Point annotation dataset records
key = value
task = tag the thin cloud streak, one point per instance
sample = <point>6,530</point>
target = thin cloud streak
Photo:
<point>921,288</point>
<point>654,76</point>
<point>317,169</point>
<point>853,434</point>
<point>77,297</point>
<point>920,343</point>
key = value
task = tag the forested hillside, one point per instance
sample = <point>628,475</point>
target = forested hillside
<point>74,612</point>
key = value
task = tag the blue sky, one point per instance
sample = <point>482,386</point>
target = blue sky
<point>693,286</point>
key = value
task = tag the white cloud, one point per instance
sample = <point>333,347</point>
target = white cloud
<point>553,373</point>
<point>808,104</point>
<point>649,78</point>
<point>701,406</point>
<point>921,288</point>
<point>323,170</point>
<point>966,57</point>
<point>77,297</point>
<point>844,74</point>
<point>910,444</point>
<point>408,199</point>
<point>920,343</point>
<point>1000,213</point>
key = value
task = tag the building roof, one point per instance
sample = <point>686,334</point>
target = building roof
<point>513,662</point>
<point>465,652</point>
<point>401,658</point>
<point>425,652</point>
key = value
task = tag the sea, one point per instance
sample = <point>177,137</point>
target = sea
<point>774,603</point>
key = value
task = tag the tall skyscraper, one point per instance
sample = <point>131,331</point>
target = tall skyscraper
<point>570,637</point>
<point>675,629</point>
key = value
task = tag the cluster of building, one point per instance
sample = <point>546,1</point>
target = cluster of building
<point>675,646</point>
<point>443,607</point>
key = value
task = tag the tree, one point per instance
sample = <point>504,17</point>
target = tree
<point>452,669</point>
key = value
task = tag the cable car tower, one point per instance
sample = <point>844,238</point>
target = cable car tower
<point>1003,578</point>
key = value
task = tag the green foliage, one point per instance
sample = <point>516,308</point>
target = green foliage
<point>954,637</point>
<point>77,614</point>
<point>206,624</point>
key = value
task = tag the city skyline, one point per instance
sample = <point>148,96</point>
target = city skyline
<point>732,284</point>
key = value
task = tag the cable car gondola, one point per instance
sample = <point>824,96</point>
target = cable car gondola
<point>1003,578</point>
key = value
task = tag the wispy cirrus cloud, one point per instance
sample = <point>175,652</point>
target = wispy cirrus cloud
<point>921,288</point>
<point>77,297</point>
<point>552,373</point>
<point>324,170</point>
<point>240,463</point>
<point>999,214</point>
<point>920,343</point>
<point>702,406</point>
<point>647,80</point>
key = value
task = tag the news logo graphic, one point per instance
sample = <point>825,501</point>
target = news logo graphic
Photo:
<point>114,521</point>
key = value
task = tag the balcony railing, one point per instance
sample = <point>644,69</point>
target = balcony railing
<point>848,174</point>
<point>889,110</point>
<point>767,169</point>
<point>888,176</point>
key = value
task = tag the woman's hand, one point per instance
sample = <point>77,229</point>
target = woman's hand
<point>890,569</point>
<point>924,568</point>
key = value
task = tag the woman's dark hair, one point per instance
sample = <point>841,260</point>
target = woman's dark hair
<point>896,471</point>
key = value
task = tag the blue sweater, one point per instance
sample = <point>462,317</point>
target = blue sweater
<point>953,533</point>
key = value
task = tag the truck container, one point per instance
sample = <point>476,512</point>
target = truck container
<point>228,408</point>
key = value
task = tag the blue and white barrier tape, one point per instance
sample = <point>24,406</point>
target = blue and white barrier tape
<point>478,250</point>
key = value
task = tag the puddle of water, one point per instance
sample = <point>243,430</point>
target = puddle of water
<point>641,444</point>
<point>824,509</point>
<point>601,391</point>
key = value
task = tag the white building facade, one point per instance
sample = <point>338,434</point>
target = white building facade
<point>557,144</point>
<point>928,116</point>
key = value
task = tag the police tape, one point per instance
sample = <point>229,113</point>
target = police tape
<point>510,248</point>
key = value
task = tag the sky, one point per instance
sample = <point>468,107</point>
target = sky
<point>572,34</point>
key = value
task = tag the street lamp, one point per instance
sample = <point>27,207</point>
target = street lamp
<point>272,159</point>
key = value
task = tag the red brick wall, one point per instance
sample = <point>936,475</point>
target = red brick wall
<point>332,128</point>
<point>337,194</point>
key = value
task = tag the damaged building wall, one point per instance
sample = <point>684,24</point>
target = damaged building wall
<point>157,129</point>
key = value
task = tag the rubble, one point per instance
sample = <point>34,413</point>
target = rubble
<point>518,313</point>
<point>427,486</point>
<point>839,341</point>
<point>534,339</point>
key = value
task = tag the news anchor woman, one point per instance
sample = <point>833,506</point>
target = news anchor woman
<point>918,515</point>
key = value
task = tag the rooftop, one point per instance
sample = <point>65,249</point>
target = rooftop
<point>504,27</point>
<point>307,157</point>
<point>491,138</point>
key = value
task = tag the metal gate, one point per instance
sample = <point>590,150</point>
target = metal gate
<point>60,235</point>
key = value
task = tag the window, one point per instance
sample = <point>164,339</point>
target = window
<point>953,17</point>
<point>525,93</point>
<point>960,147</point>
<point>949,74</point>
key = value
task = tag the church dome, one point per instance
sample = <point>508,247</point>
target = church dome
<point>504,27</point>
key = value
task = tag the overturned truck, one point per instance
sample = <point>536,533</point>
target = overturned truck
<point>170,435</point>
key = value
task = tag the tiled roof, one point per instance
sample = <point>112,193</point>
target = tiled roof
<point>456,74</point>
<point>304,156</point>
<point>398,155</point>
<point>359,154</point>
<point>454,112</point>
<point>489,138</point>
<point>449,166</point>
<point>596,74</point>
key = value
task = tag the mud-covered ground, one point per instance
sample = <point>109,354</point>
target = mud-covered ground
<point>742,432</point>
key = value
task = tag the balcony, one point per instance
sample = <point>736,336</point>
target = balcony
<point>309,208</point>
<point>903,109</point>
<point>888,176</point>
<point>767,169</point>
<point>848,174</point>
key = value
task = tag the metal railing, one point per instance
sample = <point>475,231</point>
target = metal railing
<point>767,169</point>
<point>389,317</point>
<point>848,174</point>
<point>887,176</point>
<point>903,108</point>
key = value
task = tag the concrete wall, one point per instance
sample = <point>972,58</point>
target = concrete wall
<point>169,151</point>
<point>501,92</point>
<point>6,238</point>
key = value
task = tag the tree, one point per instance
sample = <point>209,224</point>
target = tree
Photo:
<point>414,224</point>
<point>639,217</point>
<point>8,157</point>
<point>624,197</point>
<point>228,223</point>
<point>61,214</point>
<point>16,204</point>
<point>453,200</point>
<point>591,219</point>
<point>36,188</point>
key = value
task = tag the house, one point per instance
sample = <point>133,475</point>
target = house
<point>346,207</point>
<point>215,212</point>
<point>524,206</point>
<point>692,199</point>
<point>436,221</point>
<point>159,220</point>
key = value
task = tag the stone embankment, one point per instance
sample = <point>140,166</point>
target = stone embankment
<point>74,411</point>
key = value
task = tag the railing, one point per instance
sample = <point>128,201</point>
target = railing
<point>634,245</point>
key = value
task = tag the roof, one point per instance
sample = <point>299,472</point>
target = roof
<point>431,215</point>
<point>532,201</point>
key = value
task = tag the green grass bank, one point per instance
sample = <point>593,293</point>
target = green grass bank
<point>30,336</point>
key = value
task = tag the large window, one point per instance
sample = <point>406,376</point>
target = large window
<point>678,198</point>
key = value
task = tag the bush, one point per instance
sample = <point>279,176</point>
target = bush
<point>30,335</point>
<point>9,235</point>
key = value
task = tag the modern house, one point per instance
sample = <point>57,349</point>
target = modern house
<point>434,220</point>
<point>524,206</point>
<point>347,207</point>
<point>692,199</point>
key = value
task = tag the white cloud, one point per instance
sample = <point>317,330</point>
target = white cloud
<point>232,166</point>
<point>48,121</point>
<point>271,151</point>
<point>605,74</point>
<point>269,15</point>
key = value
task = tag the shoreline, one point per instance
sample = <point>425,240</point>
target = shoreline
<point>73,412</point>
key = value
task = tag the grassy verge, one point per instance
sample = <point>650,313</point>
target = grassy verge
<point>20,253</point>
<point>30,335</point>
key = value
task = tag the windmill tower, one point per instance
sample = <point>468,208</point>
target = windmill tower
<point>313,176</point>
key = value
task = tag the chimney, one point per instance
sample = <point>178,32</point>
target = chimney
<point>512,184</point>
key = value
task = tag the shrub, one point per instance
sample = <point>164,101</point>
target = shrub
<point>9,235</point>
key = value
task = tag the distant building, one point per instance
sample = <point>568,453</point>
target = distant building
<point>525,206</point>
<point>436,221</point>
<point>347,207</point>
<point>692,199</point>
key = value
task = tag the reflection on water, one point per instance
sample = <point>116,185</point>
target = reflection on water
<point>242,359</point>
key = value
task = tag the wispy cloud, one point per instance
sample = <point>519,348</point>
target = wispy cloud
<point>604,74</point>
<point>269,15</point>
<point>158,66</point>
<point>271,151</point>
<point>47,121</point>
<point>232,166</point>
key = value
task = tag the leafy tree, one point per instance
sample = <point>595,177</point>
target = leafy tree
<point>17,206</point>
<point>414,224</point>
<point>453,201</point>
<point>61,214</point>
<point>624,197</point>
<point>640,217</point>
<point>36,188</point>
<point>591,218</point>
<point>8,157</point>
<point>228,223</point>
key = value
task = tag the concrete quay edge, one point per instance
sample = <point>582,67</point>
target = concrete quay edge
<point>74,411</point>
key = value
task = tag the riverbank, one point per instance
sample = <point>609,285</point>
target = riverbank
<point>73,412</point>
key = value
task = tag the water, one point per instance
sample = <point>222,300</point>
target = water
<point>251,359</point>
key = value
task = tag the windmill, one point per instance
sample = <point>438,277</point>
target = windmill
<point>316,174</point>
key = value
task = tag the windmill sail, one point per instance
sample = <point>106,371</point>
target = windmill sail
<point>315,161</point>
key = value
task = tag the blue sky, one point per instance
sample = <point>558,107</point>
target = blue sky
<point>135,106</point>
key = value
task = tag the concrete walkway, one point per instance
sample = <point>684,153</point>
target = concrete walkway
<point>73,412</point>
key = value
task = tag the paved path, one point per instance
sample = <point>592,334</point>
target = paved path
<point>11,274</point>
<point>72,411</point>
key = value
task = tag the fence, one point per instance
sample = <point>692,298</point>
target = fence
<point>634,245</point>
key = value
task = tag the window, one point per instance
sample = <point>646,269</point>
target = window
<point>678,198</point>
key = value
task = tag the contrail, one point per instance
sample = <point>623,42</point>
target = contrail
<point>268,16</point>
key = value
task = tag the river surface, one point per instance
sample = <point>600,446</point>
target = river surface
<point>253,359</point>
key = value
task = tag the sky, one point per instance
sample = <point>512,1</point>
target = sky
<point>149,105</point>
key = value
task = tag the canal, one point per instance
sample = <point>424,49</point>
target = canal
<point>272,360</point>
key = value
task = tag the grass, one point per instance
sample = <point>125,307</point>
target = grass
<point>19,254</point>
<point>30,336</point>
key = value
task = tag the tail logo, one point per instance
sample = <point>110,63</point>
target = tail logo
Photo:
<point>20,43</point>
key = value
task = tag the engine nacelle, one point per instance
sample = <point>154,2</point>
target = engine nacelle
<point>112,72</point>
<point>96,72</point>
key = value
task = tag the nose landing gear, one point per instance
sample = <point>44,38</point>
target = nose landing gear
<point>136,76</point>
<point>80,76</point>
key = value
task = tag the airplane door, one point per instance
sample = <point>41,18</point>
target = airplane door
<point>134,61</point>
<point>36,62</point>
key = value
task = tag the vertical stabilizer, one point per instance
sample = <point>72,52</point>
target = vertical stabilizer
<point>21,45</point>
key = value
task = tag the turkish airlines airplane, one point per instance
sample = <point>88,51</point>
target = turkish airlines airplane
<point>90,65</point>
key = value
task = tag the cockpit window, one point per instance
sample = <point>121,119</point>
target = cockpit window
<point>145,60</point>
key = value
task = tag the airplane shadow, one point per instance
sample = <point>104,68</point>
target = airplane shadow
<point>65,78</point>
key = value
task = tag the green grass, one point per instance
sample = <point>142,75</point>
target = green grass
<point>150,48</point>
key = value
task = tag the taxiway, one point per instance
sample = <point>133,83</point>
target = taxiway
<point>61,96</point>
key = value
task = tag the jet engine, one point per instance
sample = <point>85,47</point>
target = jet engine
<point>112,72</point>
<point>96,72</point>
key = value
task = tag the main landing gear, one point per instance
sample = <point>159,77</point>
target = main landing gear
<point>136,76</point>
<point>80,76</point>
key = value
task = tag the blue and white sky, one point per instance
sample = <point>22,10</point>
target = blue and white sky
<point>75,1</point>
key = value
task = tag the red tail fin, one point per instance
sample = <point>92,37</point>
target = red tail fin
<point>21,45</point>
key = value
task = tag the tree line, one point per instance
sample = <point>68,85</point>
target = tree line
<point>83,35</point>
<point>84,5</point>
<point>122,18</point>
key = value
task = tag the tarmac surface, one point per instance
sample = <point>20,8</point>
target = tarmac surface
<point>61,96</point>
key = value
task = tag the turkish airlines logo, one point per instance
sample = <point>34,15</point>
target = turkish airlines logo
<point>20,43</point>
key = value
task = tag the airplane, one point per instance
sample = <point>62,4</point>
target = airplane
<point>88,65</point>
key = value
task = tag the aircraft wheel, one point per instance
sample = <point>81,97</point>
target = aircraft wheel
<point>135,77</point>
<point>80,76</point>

● **GIVEN TASK**:
Locate every line in the records above that contains the string "path" and copy each of those lines.

● **EXERCISE RESPONSE**:
task = tag the paved path, one point per instance
target = paved path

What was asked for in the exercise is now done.